Source extract
__________________________________________________

As monstrous as he was, Joffrey didn't happen in a vacuum. Rather, he was a link in a much larger chain of anger and blood that stretched back long before the War of Five Kings to Robert's Rebellion, and earlier still.

Much like the War of Five Kings, the Rebellion started with a king who made a fatal error involving the Starks. After Ned's sister Lyanna was taken by the Targaryen heir Rhaegar, his father and brother sought justice from King Aerys II—but were brutally executed by him instead. That forced Ned and Robert (who was betrothed to Lyanna) to go to war, leading to the fall of the Targaryens, the exodus of Daenerys, and the deaths not only of Rhaegar, but his wife Elia and two children, at the hands of Lannister soldiers. The rebellion put Robert on the throne, and with Lyanna dead it put Cersei on the throne beside him—and Joffrey after him.

Each act of violence was provoked by violence, and each provoked more violence still. A generation later, the consequences of Robert's Rebellion still directly inform everything that happens, not only in obvious forms like the vengeful Red Viper, but more subtle ones like Cersei. The great schism of her marriage to Robert was not just her secret relationship with Jaime but his inability to forget Lyanna—the feeling of living powerlessly in the shadow of a dead woman. While this might seem like a less dangerous consequence of Robert's Rebellion than a vicious warrior like Oberyn Martell coming to claim vengeance, Cersei's jealousy and frustration becomes a far more destructive force for the Seven Kingdoms.

Resentment has always been the defining emotion of Cersei's life. She believes that she was unjustly denied the love, power and respect she believes she deserved—not just because of Lyanna, but because she was born a woman. She's always seen her twin, Jaime, as the alternate universe version of herself, the person she might have been if she had been born a man. While she got traded like chattel to someone she didn't love, Jaime became a hero of tournaments and battlefields, powerful and feared.

__________________________________________________

Supplied material
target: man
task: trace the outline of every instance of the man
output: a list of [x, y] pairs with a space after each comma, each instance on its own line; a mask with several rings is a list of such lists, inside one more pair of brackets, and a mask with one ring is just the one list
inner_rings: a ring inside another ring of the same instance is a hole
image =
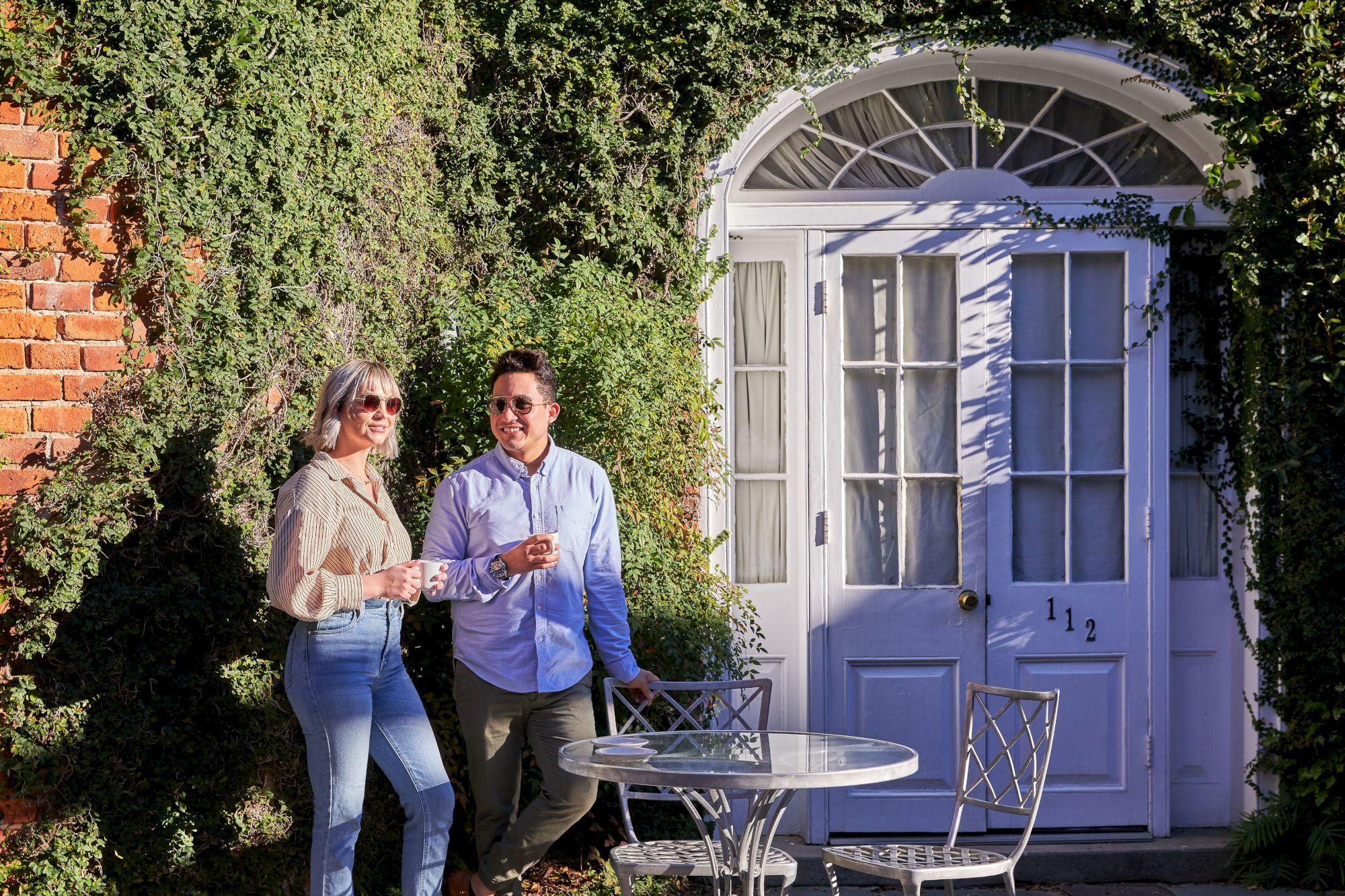
[[[546, 352], [506, 351], [491, 382], [498, 444], [438, 486], [421, 553], [448, 564], [428, 596], [455, 601], [453, 698], [476, 796], [479, 865], [449, 877], [452, 896], [521, 892], [523, 872], [593, 806], [597, 782], [558, 766], [561, 747], [596, 736], [585, 599], [608, 674], [638, 698], [658, 681], [631, 654], [612, 486], [547, 432], [561, 408]], [[518, 814], [525, 737], [542, 792]]]

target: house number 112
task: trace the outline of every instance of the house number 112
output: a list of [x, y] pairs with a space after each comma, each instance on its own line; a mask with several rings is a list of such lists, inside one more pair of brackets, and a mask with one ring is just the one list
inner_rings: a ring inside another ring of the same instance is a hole
[[[1046, 622], [1056, 620], [1056, 599], [1054, 596], [1046, 597]], [[1092, 619], [1085, 619], [1084, 626], [1088, 628], [1088, 636], [1084, 640], [1098, 640], [1098, 623]], [[1065, 631], [1075, 630], [1075, 608], [1065, 607]]]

__________________________________________________

Turn the paragraph of the Robert's Rebellion passage above that begins "Much like the War of Five Kings" into a short bulleted list that keeps its main facts.

Exercise result
- Like the War of Five Kings, the Rebellion began with a king's fatal error involving the Starks.
- The Targaryen heir Rhaegar took Ned's sister Lyanna.
- Ned's father and brother sought justice from King Aerys II, who executed them.
- Ned and Robert, who was betrothed to Lyanna, went to war.
- The war brought the fall of the Targaryens and the exodus of Daenerys.
- Lannister soldiers killed Rhaegar, his wife Elia and their two children.
- Robert took the throne. With Lyanna dead, Cersei sat beside him, and Joffrey came after him.